#### Exercise inputs
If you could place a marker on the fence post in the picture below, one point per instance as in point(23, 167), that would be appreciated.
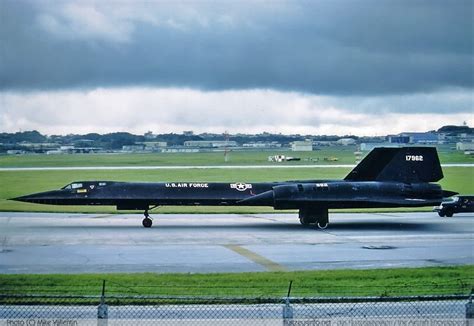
point(287, 308)
point(103, 309)
point(469, 309)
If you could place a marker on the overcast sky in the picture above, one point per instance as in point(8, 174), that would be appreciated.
point(320, 67)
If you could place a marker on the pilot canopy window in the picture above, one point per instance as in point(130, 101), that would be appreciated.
point(73, 186)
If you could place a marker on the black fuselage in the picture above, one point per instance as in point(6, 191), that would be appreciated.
point(282, 195)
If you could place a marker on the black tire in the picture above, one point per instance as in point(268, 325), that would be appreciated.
point(147, 222)
point(322, 225)
point(304, 221)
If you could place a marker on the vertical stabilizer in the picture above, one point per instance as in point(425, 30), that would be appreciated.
point(405, 164)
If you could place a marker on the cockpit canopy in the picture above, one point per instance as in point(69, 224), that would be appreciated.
point(86, 184)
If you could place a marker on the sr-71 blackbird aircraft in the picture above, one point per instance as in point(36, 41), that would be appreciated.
point(386, 177)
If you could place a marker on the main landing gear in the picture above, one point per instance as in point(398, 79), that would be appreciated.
point(148, 221)
point(317, 216)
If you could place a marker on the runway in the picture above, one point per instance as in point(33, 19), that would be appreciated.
point(197, 167)
point(202, 243)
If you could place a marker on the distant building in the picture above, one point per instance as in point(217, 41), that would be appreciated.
point(262, 145)
point(149, 135)
point(133, 148)
point(461, 146)
point(302, 146)
point(414, 138)
point(155, 146)
point(367, 147)
point(346, 141)
point(15, 152)
point(210, 143)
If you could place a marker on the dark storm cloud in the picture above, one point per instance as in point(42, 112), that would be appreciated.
point(327, 47)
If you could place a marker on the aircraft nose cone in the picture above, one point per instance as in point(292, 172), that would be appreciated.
point(26, 199)
point(38, 198)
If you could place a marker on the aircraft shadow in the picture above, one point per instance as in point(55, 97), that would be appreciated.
point(275, 226)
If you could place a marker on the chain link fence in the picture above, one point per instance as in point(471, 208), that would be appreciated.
point(37, 310)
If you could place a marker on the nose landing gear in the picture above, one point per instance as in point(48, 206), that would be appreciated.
point(314, 215)
point(147, 221)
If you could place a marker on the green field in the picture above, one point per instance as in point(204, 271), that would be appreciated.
point(383, 282)
point(345, 155)
point(17, 183)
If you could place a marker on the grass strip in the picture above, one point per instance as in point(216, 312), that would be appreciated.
point(374, 282)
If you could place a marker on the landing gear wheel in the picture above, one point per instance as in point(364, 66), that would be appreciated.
point(147, 222)
point(303, 221)
point(322, 225)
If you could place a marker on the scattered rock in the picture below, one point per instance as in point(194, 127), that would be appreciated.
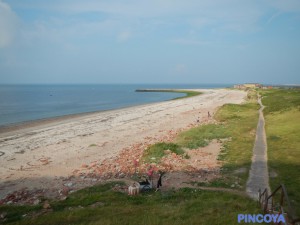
point(68, 184)
point(46, 205)
point(3, 215)
point(36, 202)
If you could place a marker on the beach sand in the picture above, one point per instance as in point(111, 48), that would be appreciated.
point(47, 155)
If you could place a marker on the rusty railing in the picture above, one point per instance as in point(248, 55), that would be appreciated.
point(270, 205)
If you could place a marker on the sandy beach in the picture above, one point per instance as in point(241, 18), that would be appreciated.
point(48, 155)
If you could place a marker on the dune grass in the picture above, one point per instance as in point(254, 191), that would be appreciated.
point(101, 205)
point(282, 115)
point(154, 153)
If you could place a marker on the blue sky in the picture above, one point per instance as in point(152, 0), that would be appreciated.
point(158, 41)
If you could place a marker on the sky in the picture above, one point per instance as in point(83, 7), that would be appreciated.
point(149, 41)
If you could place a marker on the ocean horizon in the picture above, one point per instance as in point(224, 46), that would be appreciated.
point(21, 103)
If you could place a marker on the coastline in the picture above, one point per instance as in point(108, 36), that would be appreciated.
point(46, 155)
point(12, 129)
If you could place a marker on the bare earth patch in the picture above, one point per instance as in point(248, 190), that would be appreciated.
point(58, 158)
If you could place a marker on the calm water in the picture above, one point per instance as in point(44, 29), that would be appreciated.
point(21, 103)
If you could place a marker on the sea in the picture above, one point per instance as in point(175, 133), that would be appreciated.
point(25, 103)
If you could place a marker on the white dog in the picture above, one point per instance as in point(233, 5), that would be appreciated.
point(134, 189)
########
Work to complete — Write out again the lines from the one containing "If you could place a marker on the sky" through the last line, inclusive, swapping "marker" for "pin" and leaving everything else unchanged.

Solution to this task —
If you could place a pin on the sky in the picture above, one point per instance as in point(83, 7), that would be appreciated.
point(149, 41)
If you could place a pin on the ocean horizon in the picture above, one point per instance as in point(224, 46), that would be appreciated.
point(21, 103)
If you could place a pin on the coastline in the picture above, one point per instance as in point(108, 36), that would be appreciated.
point(46, 155)
point(12, 129)
If you could place a pin on the bare earth patch in the picture above, one point per instance as in point(248, 190), that would be appreciated.
point(58, 158)
If you could place a pin on the calm water in the picture above, one point per instance as in point(44, 29), that would be appreciated.
point(21, 103)
If you could place a pin on the sea in the picture above, one point per instance as in point(175, 133), that would be appreciated.
point(25, 103)
If you could place a pin on the white dog in the picture above, one point per instance as in point(233, 5), that would be appreciated.
point(134, 189)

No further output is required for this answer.